Provided text |
On Mon, Mar 21, 2005 at 04:25:56PM -0500, John Heffner wrote:
> On Sat, 19 Mar 2005, Andi Kleen wrote:
> > Stephen Hemminger <shemminger@xxxxxxxx> writes:
> > > Since developers want to experiment with different congestion
> > > control mechanisms, and the kernel is getting bloated with overlapping
> > > data structure and code for multiple algorithms; here is a patch to
> > > split out the Reno, Vegas, Westwood, BIC congestion control stuff
> > > into an infrastructure similar to the I/O schedulers.
> > [...]
> > Did you do any benchmarks to check that wont slow it down?
> > I would recommend to try it on a IA64 machine if possible. In the
> > past we found that adding indirect function calls on IA64 to networking
> > caused measurable slowdowns in macrobenchmarks.
> > In that case it was LSM callbacks, but your code looks like it will
> > add even more.
> Is there a canonical benchmark?

Short problem A | In the congestion control email thread, what kind of machine does Andi Kleen recommend testing the patch on?
Short problem B | Reproduce word for word the part of the congestion control email thread starting with "On Mon, Mar" and going on through "the I/O schedulers.".
Short problem C | Write the next part of the congestion control email thread, picking up after its last line.

Dataset entries |

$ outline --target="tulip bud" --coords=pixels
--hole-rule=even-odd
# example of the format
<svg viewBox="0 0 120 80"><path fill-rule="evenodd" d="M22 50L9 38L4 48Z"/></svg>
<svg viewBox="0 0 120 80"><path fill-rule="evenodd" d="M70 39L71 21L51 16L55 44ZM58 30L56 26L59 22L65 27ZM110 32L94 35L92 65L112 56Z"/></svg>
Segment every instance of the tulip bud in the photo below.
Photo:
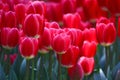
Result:
<svg viewBox="0 0 120 80"><path fill-rule="evenodd" d="M42 53L42 54L48 53L49 50L48 50L47 47L44 46L44 44L43 44L44 41L42 40L41 37L38 38L38 42L39 42L39 44L38 44L38 46L39 46L39 52Z"/></svg>
<svg viewBox="0 0 120 80"><path fill-rule="evenodd" d="M15 27L16 26L16 15L12 11L5 13L6 27Z"/></svg>
<svg viewBox="0 0 120 80"><path fill-rule="evenodd" d="M58 54L64 54L70 47L70 44L71 44L70 36L65 33L61 33L61 34L57 34L53 38L52 48Z"/></svg>
<svg viewBox="0 0 120 80"><path fill-rule="evenodd" d="M97 43L92 41L84 41L82 46L82 56L85 57L94 57L96 54Z"/></svg>
<svg viewBox="0 0 120 80"><path fill-rule="evenodd" d="M99 23L96 25L98 42L103 46L110 46L116 39L116 29L113 23Z"/></svg>
<svg viewBox="0 0 120 80"><path fill-rule="evenodd" d="M19 42L19 37L17 28L3 28L1 31L1 44L4 48L14 48Z"/></svg>
<svg viewBox="0 0 120 80"><path fill-rule="evenodd" d="M24 20L23 32L30 37L39 36L43 31L43 25L40 24L40 15L29 14Z"/></svg>
<svg viewBox="0 0 120 80"><path fill-rule="evenodd" d="M40 14L44 15L46 12L46 5L43 1L34 1L28 5L27 13L28 14Z"/></svg>
<svg viewBox="0 0 120 80"><path fill-rule="evenodd" d="M22 24L25 18L25 11L26 11L26 6L24 4L17 4L15 6L15 14L16 14L17 22L19 24Z"/></svg>
<svg viewBox="0 0 120 80"><path fill-rule="evenodd" d="M23 38L19 45L19 51L24 58L34 58L38 52L38 40L29 37Z"/></svg>
<svg viewBox="0 0 120 80"><path fill-rule="evenodd" d="M94 69L94 58L80 57L78 64L82 66L85 75L90 75Z"/></svg>
<svg viewBox="0 0 120 80"><path fill-rule="evenodd" d="M44 28L44 32L41 35L41 38L43 40L43 45L47 48L51 48L51 43L52 43L52 37L51 37L51 32L49 28Z"/></svg>
<svg viewBox="0 0 120 80"><path fill-rule="evenodd" d="M68 57L69 56L69 57ZM66 52L65 54L61 55L61 64L63 67L73 67L74 64L76 64L78 58L79 58L79 48L77 46L71 46ZM57 56L58 61L59 61L59 57Z"/></svg>
<svg viewBox="0 0 120 80"><path fill-rule="evenodd" d="M81 64L75 64L72 68L68 68L68 75L70 76L70 80L82 80L84 71Z"/></svg>
<svg viewBox="0 0 120 80"><path fill-rule="evenodd" d="M97 43L97 36L96 36L96 29L95 28L90 28L90 29L85 29L83 31L83 36L84 36L84 40L87 41L95 41Z"/></svg>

Written answer A | An IA64 machine.

Written answer B |
On Mon, Mar 21, 2005 at 04:25:56PM -0500, John Heffner wrote:
> On Sat, 19 Mar 2005, Andi Kleen wrote:
> > Stephen Hemminger <shemminger@xxxxxxxx> writes:
> > > Since developers want to experiment with different congestion
> > > control mechanisms, and the kernel is getting bloated with overlapping
> > > data structure and code for multiple algorithms; here is a patch to
> > > split out the Reno, Vegas, Westwood, BIC congestion control stuff
> > > into an infrastructure similar to the I/O schedulers.

Written answer C |
For the LSM case we saw the problem with running netperf over loopback.
It added one or two hooks per packet, but it already made a noticeable
difference on IA64 boxes.
On other systems it is unnoticeable.
> Would you really expect a single extra indirect call per ack to have a
> significant performance impact? This is surprising to me. Where does the
> cost come from? Replacing instruction cache lines?
I was never quite clear. Some instruction stalls in the CPUs.
One not very good theory was that McKinley really likes
to have its jump registers loaded early for indirect calls, and gcc
doesn't even attempt this.